_Work to be completed_: Find every line below where the string "target" shows up, and copy those lines.

[Saved data entries]
◆ ◆ ◆
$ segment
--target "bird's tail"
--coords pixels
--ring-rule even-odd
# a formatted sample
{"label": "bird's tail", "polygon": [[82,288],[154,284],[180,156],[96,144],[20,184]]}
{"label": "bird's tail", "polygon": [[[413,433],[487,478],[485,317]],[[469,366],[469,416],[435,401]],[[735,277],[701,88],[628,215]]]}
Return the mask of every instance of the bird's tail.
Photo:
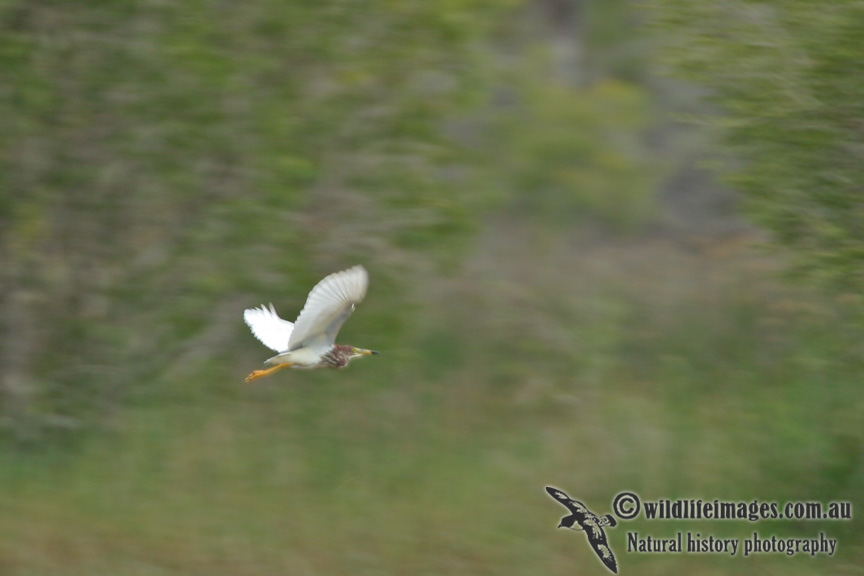
{"label": "bird's tail", "polygon": [[615,520],[615,518],[613,518],[611,514],[606,514],[606,520],[609,521],[609,527],[610,528],[614,528],[615,526],[618,525],[618,521]]}

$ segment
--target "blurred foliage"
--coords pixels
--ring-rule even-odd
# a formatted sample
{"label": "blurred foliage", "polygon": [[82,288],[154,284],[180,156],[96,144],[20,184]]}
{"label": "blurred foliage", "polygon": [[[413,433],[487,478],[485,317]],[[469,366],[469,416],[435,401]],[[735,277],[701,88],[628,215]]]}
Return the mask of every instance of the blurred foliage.
{"label": "blurred foliage", "polygon": [[667,62],[707,89],[724,171],[799,270],[864,289],[864,6],[649,3]]}
{"label": "blurred foliage", "polygon": [[[533,262],[506,242],[492,248],[485,257],[518,260],[527,279],[504,264],[443,291],[433,303],[451,302],[437,317],[447,336],[430,332],[423,362],[395,373],[399,350],[387,364],[190,391],[225,378],[208,366],[82,450],[3,451],[0,569],[603,574],[588,546],[555,530],[562,513],[544,485],[600,509],[619,490],[857,502],[856,303],[778,286],[759,261],[631,242],[623,258],[580,245]],[[830,559],[659,557],[627,553],[627,530],[822,531],[841,548]],[[859,532],[850,522],[670,521],[608,534],[633,573],[717,574],[734,562],[744,574],[804,575],[857,565]]]}
{"label": "blurred foliage", "polygon": [[510,7],[5,3],[6,425],[110,418],[129,382],[224,346],[244,305],[370,255],[403,302],[371,313],[398,338],[411,282],[393,280],[452,270],[496,205],[644,222],[647,92],[556,81],[524,37],[500,62]]}
{"label": "blurred foliage", "polygon": [[657,189],[644,144],[646,91],[616,80],[568,87],[539,76],[517,77],[517,101],[502,106],[490,131],[495,189],[509,193],[514,212],[546,225],[644,224]]}
{"label": "blurred foliage", "polygon": [[[543,486],[860,500],[861,299],[663,228],[642,4],[0,1],[0,574],[599,574]],[[244,386],[241,311],[355,263],[383,353]]]}
{"label": "blurred foliage", "polygon": [[627,0],[529,3],[499,28],[477,163],[500,211],[556,229],[655,219],[666,162],[632,15]]}
{"label": "blurred foliage", "polygon": [[264,297],[238,294],[451,254],[483,199],[442,127],[500,6],[3,3],[7,424],[74,425],[206,355]]}

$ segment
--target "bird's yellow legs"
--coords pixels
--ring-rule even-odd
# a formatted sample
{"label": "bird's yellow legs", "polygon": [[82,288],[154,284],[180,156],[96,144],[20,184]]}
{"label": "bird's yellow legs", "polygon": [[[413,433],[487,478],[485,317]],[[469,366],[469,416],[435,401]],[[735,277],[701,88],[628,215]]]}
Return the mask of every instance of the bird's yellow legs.
{"label": "bird's yellow legs", "polygon": [[269,376],[270,374],[273,374],[274,372],[278,372],[279,370],[282,370],[283,368],[288,368],[288,367],[293,366],[293,365],[294,365],[293,363],[289,362],[288,364],[276,364],[272,368],[265,368],[264,370],[253,370],[248,376],[246,376],[246,383],[250,384],[253,380],[257,380],[258,378],[263,378],[264,376]]}

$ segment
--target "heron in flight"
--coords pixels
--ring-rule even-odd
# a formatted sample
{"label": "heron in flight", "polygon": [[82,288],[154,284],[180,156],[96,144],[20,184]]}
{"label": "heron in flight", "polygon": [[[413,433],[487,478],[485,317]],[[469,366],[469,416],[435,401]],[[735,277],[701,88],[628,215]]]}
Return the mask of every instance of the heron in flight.
{"label": "heron in flight", "polygon": [[246,377],[252,382],[283,368],[344,368],[354,358],[378,354],[374,350],[336,344],[336,335],[351,316],[354,306],[363,300],[369,286],[369,274],[363,266],[354,266],[330,274],[319,282],[300,311],[296,322],[283,320],[273,304],[269,308],[249,308],[243,320],[252,334],[278,354],[264,363],[270,368],[254,370]]}

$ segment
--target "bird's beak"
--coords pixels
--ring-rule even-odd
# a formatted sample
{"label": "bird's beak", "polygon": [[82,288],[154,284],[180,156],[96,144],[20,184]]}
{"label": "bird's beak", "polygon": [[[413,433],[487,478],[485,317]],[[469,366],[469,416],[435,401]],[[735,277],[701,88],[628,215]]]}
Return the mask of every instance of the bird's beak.
{"label": "bird's beak", "polygon": [[354,358],[357,356],[370,356],[372,354],[378,354],[375,350],[366,350],[365,348],[352,348],[351,354]]}

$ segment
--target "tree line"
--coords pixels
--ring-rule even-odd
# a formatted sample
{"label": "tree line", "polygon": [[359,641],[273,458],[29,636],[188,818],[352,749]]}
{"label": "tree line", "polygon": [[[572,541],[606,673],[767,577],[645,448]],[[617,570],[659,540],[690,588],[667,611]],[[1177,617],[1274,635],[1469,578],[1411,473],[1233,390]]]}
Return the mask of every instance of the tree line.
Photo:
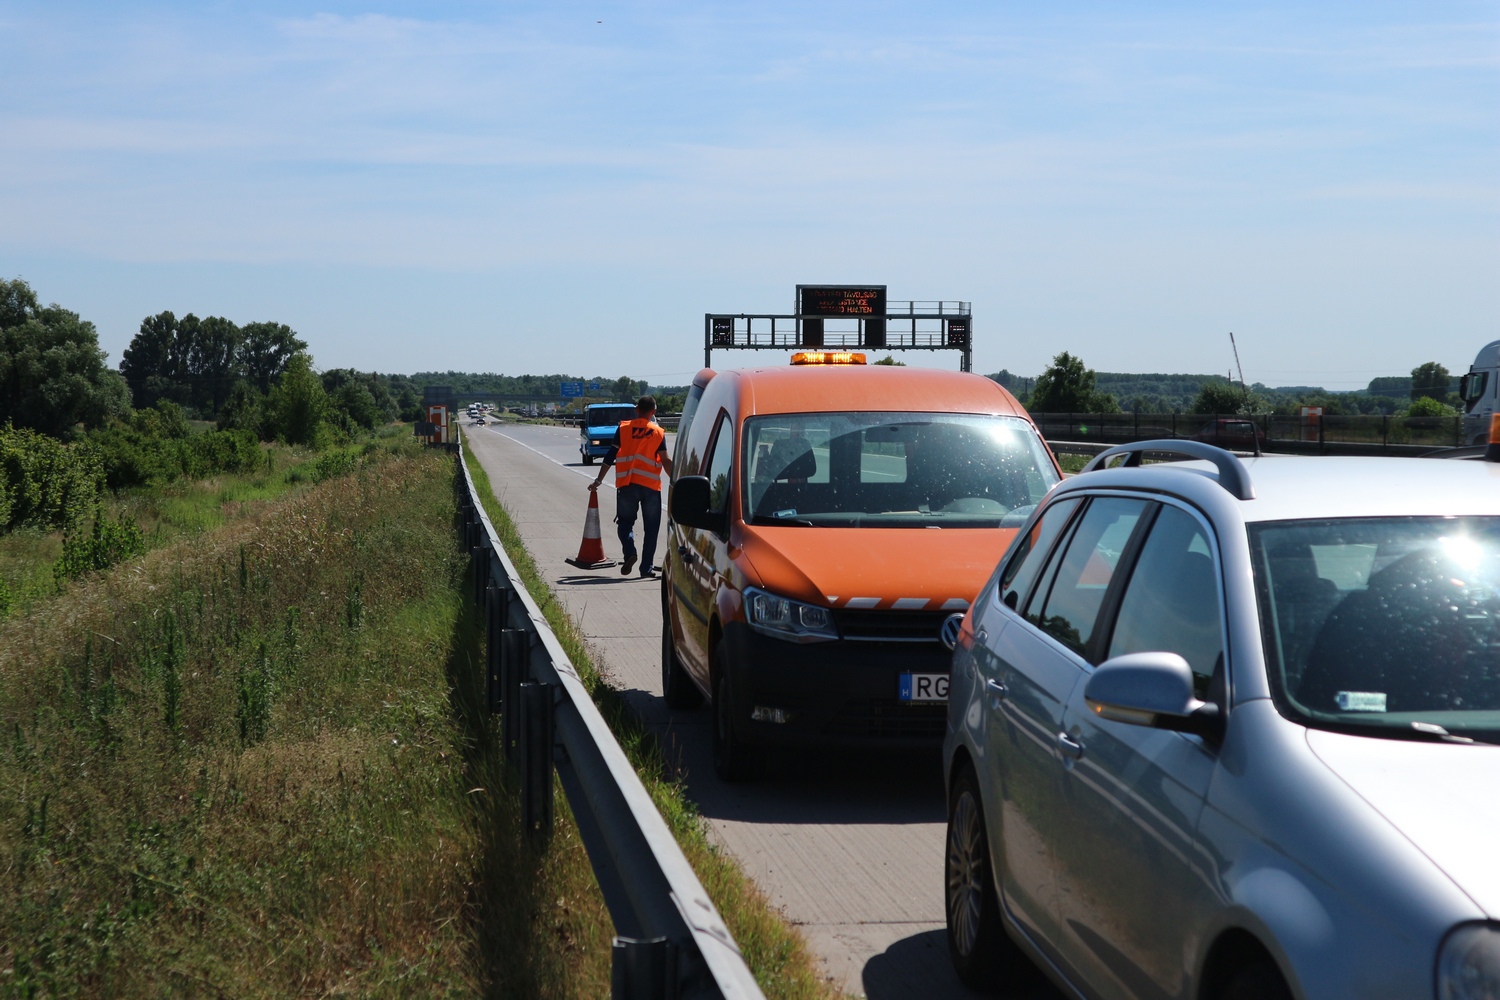
{"label": "tree line", "polygon": [[1295,415],[1321,406],[1329,415],[1453,416],[1460,412],[1458,380],[1443,365],[1425,362],[1410,377],[1384,376],[1355,392],[1319,386],[1243,385],[1222,375],[1097,372],[1063,351],[1036,378],[1002,369],[989,378],[1036,413],[1221,413]]}

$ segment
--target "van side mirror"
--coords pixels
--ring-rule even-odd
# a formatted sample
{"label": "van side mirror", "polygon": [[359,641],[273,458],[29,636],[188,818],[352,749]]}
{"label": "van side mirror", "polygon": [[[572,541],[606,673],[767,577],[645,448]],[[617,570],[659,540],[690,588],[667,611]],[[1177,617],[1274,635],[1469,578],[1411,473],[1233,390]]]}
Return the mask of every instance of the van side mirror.
{"label": "van side mirror", "polygon": [[723,534],[728,527],[724,511],[708,506],[711,487],[707,476],[683,476],[672,484],[670,508],[672,520],[689,528],[702,528]]}
{"label": "van side mirror", "polygon": [[1105,660],[1084,685],[1083,700],[1114,722],[1193,733],[1215,743],[1224,736],[1223,711],[1193,694],[1193,672],[1176,653]]}

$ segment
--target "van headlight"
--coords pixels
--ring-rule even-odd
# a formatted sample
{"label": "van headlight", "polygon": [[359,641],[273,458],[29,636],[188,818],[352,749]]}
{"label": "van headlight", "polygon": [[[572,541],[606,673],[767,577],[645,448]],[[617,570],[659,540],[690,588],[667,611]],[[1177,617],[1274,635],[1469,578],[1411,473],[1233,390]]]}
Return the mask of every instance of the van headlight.
{"label": "van headlight", "polygon": [[1500,997],[1500,924],[1463,924],[1438,951],[1438,1000]]}
{"label": "van headlight", "polygon": [[756,587],[745,588],[745,617],[750,627],[791,642],[828,642],[839,637],[833,613]]}

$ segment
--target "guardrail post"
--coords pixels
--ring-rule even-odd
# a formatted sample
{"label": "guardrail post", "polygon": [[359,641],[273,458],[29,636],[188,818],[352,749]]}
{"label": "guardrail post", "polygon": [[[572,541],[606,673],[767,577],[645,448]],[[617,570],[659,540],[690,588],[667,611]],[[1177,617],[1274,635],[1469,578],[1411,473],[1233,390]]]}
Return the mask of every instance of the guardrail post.
{"label": "guardrail post", "polygon": [[617,937],[609,966],[610,1000],[676,1000],[677,949],[664,937]]}
{"label": "guardrail post", "polygon": [[526,679],[531,635],[525,629],[500,631],[500,745],[515,759],[521,736],[521,682]]}
{"label": "guardrail post", "polygon": [[500,643],[510,614],[510,591],[489,581],[485,589],[484,703],[491,715],[500,711]]}
{"label": "guardrail post", "polygon": [[[479,534],[479,532],[475,532]],[[479,604],[484,600],[485,586],[490,582],[490,550],[482,539],[476,539],[474,546],[469,549],[469,556],[474,563],[474,603]]]}
{"label": "guardrail post", "polygon": [[537,847],[552,839],[552,685],[525,681],[521,704],[521,821]]}

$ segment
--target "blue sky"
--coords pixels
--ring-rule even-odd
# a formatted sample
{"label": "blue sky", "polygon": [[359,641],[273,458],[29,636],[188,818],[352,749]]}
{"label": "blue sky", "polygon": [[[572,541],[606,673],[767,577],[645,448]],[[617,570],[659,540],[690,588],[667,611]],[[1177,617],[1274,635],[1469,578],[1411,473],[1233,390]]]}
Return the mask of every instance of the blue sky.
{"label": "blue sky", "polygon": [[116,361],[172,309],[682,382],[705,312],[842,281],[971,300],[981,371],[1225,371],[1233,330],[1251,381],[1355,388],[1500,338],[1493,0],[0,0],[0,37],[0,276]]}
◆ ◆ ◆
_Expected answer_:
--target "bird's tail"
--target "blurred foliage"
--target "bird's yellow legs"
--target "heron in flight"
--target "bird's beak"
--target "tree line"
--target "van side mirror"
--target "van headlight"
--target "guardrail post"
--target "blue sky"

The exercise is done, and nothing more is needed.